_Exercise goal_. In the records below, find the line containing "[pin] green leaf -- one per line"; give it again exactly, along with every line that follows, and nothing else.

....

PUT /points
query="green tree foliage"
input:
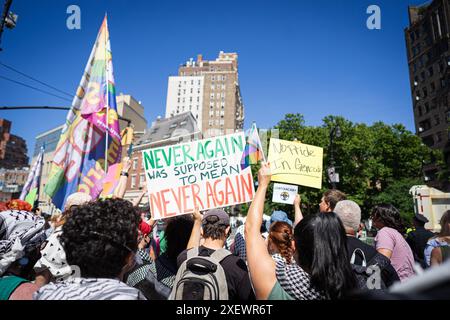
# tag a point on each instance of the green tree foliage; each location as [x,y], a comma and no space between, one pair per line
[376,163]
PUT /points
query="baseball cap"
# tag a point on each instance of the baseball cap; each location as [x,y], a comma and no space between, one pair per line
[77,199]
[214,216]
[278,216]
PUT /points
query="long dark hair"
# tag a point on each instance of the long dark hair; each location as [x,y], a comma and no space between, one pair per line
[445,225]
[177,234]
[389,216]
[321,245]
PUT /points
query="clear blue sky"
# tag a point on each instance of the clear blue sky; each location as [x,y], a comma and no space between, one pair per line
[314,57]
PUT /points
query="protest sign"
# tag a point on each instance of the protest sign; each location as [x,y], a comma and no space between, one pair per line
[284,193]
[296,163]
[206,174]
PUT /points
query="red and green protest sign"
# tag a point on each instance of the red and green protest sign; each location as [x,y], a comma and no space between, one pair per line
[206,174]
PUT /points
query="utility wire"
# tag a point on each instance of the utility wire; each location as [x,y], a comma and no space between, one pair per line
[34,88]
[34,79]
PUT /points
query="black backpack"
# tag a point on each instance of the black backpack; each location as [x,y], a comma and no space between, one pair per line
[201,278]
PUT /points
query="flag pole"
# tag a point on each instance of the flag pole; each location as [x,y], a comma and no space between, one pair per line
[107,93]
[256,129]
[40,175]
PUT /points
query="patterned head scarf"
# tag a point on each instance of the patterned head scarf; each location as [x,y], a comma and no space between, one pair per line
[20,232]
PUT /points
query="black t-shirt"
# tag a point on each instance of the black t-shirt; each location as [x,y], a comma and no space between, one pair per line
[388,273]
[236,273]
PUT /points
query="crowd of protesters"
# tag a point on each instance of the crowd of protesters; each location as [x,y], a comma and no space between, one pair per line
[112,249]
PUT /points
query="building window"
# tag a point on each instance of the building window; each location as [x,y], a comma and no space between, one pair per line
[437,120]
[432,87]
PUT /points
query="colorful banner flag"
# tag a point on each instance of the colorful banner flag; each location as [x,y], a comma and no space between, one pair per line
[31,187]
[253,149]
[92,126]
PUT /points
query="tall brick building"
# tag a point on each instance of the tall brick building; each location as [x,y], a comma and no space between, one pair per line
[13,149]
[211,91]
[427,40]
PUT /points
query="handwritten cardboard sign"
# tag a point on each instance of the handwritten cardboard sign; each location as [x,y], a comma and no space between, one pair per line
[284,193]
[204,173]
[296,163]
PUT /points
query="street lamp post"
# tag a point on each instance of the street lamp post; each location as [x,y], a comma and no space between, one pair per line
[333,176]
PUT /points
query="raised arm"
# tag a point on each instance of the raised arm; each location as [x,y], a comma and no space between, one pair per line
[138,199]
[260,263]
[297,210]
[122,185]
[196,233]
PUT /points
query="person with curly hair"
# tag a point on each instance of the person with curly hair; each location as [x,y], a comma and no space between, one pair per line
[53,266]
[389,240]
[441,253]
[323,267]
[100,241]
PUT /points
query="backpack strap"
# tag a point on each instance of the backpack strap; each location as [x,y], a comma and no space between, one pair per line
[219,255]
[353,258]
[445,251]
[192,253]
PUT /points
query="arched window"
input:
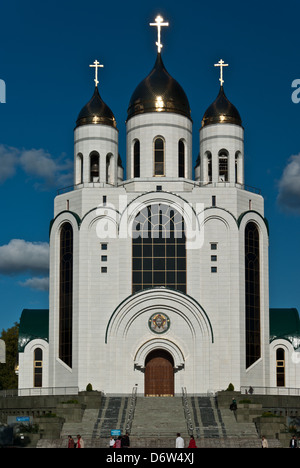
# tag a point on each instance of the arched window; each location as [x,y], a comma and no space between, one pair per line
[94,167]
[38,368]
[158,249]
[79,173]
[109,168]
[159,157]
[238,169]
[136,159]
[66,294]
[280,367]
[223,166]
[181,159]
[252,293]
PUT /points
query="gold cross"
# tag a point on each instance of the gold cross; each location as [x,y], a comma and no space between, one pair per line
[159,23]
[221,64]
[96,65]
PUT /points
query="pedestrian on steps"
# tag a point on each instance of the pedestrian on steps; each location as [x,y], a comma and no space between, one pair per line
[79,443]
[179,441]
[71,443]
[192,443]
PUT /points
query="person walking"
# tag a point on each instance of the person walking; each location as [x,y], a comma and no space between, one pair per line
[293,442]
[264,442]
[192,443]
[111,442]
[79,443]
[125,441]
[179,441]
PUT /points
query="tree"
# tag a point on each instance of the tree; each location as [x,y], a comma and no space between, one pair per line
[8,377]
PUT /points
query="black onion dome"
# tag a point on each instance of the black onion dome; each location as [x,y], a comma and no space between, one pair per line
[221,111]
[159,92]
[96,112]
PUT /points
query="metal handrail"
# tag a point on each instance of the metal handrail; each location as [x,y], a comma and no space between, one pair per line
[131,409]
[187,412]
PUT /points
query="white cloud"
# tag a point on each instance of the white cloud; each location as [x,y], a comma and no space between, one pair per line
[8,162]
[41,284]
[38,164]
[19,256]
[289,186]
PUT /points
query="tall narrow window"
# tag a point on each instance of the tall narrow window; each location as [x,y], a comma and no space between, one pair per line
[66,294]
[79,173]
[223,166]
[158,249]
[252,294]
[38,368]
[209,167]
[136,159]
[94,172]
[159,157]
[280,367]
[181,158]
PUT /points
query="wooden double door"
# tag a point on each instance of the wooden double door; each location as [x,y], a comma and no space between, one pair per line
[159,374]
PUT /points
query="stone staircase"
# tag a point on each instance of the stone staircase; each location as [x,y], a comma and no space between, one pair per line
[156,422]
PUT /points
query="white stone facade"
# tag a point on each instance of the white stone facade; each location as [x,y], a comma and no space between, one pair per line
[111,337]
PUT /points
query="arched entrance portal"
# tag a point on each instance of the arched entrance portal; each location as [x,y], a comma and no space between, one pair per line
[159,374]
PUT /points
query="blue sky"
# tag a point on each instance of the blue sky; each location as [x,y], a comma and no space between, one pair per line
[45,52]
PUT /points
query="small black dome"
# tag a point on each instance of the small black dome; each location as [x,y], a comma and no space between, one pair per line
[159,92]
[96,112]
[221,111]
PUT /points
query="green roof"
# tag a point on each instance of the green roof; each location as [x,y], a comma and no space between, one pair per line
[285,324]
[34,323]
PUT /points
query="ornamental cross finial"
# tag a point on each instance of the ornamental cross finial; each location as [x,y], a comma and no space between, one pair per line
[159,22]
[221,64]
[96,65]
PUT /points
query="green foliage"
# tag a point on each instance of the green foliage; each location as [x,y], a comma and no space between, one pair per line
[268,414]
[8,377]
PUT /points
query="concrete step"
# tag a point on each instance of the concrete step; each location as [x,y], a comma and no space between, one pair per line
[158,417]
[166,442]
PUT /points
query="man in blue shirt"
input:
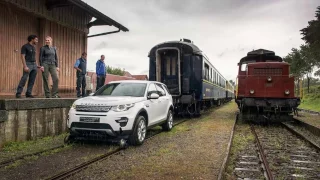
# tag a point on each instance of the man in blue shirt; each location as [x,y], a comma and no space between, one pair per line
[101,72]
[81,67]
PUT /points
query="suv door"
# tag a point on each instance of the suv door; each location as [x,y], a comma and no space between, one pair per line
[152,105]
[163,101]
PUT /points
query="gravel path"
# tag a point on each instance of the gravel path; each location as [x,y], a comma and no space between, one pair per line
[192,150]
[309,118]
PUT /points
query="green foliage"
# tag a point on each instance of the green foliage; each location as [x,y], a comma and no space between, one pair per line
[311,100]
[115,71]
[311,35]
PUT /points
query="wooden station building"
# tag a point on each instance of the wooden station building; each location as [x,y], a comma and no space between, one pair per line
[66,21]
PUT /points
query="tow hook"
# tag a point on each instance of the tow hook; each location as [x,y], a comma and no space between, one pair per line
[123,144]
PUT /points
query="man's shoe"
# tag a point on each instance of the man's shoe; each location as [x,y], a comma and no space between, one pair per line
[29,96]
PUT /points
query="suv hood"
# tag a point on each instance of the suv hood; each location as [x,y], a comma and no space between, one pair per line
[108,100]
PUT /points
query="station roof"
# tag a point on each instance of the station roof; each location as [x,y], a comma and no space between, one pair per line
[101,19]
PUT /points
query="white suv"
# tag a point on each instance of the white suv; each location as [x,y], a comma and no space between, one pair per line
[122,109]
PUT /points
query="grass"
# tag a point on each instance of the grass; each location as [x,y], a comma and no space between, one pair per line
[311,101]
[20,146]
[242,137]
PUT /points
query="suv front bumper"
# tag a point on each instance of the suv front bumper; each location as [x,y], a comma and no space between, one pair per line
[111,124]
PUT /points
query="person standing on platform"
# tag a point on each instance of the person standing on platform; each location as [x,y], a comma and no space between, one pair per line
[81,67]
[101,72]
[30,67]
[49,64]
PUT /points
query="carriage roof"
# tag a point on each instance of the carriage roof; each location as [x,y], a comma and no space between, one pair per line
[185,46]
[261,55]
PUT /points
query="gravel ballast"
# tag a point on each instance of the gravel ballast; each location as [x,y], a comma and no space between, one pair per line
[194,149]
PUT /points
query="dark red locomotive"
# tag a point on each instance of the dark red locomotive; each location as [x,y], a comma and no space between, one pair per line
[265,90]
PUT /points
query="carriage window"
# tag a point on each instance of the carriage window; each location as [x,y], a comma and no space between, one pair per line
[244,67]
[173,66]
[168,66]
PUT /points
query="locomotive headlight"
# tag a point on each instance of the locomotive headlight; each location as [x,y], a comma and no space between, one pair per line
[287,92]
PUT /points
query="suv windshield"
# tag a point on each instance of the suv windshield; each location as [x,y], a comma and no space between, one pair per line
[122,89]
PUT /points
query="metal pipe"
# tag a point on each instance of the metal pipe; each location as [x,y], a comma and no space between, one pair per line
[101,34]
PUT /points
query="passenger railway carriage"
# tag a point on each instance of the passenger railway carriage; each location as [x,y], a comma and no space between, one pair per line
[190,77]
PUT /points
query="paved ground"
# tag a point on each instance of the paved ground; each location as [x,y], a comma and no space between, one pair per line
[193,150]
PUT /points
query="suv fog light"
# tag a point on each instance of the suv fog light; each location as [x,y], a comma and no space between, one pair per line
[287,92]
[122,121]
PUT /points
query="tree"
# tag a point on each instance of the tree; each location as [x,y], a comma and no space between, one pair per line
[302,62]
[115,71]
[311,35]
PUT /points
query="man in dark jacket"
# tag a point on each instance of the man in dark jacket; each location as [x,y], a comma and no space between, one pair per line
[81,67]
[30,67]
[101,72]
[49,64]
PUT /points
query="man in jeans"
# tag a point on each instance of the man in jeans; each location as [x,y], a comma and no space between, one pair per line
[101,72]
[30,67]
[81,67]
[49,64]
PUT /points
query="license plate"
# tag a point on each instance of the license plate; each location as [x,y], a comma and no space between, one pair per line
[89,119]
[268,85]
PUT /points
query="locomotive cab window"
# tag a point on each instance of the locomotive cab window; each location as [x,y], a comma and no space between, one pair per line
[244,67]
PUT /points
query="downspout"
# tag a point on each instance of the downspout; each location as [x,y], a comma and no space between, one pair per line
[101,34]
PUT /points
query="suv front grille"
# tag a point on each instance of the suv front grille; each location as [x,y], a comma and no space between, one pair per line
[93,108]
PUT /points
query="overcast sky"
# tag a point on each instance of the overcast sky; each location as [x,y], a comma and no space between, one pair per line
[224,31]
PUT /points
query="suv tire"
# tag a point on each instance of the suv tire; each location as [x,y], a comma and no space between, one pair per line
[139,131]
[167,126]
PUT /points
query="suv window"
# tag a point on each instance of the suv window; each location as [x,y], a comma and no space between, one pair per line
[122,89]
[166,89]
[152,89]
[162,92]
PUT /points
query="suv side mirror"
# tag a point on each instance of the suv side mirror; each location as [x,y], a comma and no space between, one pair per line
[153,96]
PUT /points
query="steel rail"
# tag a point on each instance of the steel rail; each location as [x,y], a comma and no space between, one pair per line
[315,145]
[72,171]
[224,164]
[263,156]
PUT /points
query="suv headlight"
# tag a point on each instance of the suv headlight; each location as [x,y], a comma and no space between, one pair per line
[123,107]
[73,106]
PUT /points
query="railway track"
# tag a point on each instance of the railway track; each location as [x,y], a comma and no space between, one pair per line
[289,155]
[309,111]
[280,151]
[74,170]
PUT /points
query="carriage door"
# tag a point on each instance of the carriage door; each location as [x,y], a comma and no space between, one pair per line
[170,73]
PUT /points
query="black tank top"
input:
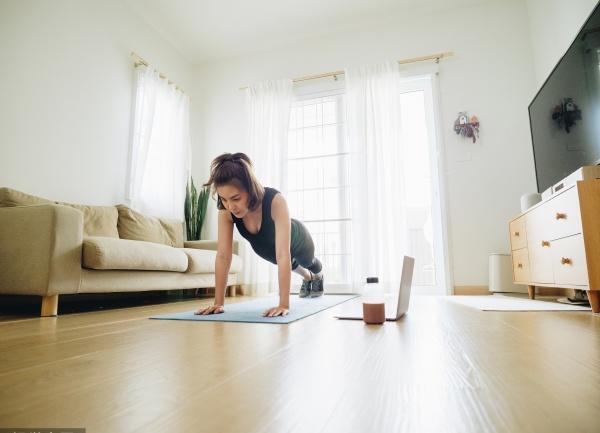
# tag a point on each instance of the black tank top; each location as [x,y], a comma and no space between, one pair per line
[263,242]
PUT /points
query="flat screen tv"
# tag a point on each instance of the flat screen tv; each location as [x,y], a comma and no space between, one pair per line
[565,114]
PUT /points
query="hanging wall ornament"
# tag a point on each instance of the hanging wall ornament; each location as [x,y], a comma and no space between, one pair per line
[565,114]
[467,127]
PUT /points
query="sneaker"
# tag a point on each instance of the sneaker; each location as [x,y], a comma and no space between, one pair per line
[305,288]
[317,288]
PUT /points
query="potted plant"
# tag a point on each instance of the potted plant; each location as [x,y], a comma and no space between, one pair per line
[195,210]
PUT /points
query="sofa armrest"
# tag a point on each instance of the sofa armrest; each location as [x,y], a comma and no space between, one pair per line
[40,249]
[209,245]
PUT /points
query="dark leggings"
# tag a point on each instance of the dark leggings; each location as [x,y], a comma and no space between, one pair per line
[305,257]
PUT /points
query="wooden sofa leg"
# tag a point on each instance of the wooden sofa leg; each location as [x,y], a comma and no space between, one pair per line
[49,306]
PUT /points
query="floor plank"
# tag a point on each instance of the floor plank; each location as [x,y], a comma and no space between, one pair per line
[444,367]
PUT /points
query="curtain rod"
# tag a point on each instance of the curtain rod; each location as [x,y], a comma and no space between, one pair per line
[435,57]
[139,61]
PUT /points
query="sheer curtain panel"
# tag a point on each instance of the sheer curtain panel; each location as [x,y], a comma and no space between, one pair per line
[160,146]
[269,106]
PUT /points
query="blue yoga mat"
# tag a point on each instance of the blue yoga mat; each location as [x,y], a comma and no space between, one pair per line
[251,311]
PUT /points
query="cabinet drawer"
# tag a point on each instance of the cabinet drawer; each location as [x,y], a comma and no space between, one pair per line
[568,261]
[557,218]
[565,214]
[521,265]
[518,238]
[540,261]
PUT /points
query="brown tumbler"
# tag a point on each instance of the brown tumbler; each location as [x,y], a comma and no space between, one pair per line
[374,313]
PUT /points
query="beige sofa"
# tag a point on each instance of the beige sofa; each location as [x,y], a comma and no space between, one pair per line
[49,248]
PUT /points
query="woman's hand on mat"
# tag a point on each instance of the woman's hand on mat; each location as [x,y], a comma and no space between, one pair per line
[213,309]
[276,311]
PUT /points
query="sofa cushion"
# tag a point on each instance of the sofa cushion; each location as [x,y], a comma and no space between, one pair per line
[11,197]
[111,253]
[134,225]
[203,261]
[98,220]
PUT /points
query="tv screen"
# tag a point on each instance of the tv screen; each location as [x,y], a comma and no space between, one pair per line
[565,114]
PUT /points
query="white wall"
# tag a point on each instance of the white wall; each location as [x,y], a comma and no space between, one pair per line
[554,25]
[66,88]
[491,76]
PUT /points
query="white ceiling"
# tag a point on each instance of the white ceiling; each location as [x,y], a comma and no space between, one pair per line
[205,30]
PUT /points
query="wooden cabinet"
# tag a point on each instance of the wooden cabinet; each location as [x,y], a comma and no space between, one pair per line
[556,243]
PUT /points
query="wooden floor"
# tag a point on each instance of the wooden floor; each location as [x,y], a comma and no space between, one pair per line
[443,368]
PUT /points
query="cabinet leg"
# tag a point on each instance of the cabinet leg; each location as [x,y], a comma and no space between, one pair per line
[594,297]
[49,306]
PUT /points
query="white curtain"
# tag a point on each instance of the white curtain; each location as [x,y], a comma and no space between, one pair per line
[160,146]
[379,229]
[269,107]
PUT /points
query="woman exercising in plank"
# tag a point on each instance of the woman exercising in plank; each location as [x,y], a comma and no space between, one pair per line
[261,216]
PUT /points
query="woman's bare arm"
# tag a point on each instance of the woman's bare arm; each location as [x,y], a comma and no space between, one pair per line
[281,217]
[222,261]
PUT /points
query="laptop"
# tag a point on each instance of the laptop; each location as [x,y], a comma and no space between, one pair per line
[393,311]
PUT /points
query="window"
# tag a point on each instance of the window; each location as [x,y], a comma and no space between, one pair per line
[319,180]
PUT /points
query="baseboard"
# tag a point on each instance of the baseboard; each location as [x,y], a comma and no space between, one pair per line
[484,290]
[471,290]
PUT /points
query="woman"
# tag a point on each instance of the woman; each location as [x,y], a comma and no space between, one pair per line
[261,216]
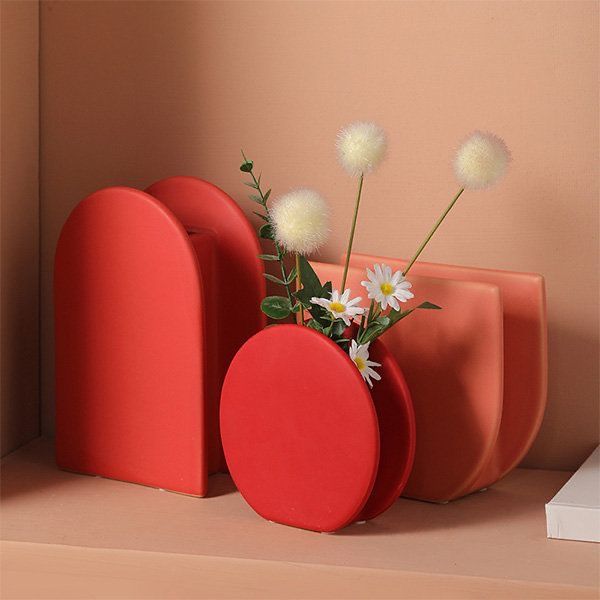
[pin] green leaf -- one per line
(310, 280)
(266, 232)
(276, 307)
(268, 257)
(312, 324)
(274, 279)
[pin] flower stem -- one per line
(298, 286)
(351, 240)
(433, 230)
(280, 252)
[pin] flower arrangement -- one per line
(297, 224)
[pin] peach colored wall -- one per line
(135, 91)
(20, 223)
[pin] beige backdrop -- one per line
(20, 224)
(135, 91)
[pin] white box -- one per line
(574, 513)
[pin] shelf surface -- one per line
(499, 534)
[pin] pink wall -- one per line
(19, 298)
(135, 91)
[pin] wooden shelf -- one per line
(87, 536)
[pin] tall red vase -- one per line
(306, 442)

....

_Result below_.
[pin] green leaf -- one per line
(310, 280)
(266, 232)
(276, 307)
(268, 257)
(312, 324)
(274, 279)
[pin] flower stem -- one per line
(298, 286)
(351, 240)
(433, 230)
(280, 252)
[pin] flower arrangement -- one per line
(297, 224)
[pin] peach colored wall -- one per line
(135, 91)
(20, 223)
[pin] beige backdrop -- one per line
(20, 224)
(135, 91)
[pin] white box -- one per line
(574, 513)
[pin] shelf surface -- one per line
(499, 534)
[pin] pink wall -- one per line
(19, 298)
(135, 91)
[pin] wooden shelf -- one per line
(87, 536)
[pin] tall red vase -- one per line
(306, 442)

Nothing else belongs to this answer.